### Entries provided:

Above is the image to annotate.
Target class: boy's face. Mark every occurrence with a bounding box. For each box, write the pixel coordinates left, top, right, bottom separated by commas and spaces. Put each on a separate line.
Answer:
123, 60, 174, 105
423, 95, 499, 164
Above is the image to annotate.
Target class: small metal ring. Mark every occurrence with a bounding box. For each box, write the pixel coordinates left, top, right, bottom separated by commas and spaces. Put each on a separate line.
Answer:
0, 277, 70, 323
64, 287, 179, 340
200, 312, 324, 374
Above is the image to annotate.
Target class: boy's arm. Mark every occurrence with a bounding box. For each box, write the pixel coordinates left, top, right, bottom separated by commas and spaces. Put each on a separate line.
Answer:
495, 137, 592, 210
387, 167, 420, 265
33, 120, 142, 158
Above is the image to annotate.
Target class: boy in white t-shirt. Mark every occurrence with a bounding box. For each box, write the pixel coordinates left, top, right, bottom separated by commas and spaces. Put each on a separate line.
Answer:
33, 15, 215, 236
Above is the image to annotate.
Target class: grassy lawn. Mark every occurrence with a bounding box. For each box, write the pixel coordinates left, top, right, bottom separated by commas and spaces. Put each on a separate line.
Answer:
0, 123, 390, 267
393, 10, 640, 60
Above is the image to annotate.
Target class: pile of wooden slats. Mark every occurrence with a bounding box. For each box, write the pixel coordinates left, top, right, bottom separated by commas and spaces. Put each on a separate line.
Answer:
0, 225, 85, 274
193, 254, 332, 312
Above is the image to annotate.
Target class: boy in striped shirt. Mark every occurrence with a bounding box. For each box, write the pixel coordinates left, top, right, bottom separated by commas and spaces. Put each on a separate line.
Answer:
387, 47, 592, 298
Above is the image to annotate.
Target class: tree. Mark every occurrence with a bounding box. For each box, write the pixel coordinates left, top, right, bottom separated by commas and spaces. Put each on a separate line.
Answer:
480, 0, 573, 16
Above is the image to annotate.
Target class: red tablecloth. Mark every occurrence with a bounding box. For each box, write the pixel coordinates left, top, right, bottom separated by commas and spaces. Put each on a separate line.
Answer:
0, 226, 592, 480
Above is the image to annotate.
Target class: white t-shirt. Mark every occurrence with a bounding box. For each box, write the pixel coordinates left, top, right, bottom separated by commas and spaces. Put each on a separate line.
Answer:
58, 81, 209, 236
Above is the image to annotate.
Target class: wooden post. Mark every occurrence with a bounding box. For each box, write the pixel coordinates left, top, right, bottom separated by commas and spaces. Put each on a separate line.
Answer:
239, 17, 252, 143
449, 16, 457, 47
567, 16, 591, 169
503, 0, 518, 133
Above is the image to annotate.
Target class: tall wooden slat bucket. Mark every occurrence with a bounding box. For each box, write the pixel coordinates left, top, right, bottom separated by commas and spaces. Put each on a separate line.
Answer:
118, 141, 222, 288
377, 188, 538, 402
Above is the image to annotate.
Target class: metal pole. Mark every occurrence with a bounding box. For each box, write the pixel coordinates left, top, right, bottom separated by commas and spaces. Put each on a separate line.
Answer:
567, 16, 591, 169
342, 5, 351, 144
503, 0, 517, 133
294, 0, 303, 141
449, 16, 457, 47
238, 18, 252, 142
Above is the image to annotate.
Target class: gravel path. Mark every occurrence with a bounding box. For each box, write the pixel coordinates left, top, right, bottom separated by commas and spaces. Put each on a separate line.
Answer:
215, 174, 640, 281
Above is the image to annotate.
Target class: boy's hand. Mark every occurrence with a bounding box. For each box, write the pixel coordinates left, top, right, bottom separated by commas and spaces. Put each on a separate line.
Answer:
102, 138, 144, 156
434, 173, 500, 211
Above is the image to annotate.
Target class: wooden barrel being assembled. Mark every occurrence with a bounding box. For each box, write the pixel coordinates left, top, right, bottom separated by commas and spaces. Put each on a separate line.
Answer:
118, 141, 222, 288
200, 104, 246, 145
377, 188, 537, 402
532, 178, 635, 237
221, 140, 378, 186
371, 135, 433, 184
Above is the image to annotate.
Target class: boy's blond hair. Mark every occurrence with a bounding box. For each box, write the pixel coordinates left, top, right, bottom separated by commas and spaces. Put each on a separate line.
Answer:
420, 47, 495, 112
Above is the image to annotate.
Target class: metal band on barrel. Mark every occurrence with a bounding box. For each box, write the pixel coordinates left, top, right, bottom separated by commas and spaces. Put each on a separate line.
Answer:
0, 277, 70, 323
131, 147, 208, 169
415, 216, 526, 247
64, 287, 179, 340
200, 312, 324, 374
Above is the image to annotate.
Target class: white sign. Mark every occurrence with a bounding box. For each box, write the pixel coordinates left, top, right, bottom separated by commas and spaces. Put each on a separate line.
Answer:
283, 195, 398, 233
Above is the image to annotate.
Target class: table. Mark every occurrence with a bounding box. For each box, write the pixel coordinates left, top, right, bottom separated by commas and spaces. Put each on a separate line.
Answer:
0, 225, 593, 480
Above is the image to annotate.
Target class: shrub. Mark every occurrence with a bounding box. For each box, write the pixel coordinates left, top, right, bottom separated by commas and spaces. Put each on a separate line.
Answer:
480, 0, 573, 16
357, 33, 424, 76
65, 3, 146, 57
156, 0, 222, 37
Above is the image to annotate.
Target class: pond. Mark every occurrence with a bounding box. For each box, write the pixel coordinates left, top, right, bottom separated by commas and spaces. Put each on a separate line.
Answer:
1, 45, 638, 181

### Task prompt:
Match on "barrel" and report each line of the data above that has it.

### Result of this task:
Target class: wooden barrel being assembled. Mark every occurrence with a bounding box. For each box, write the pixel coordinates left, top, right, bottom separated by commas and spaces. Put each on a separate line.
Target class: metal band on barrel. Mark every occurrence with a bounding box. For each box, write the pixel coordinates left, top, right, bottom separated by commas and spaces. Put each on a separate line.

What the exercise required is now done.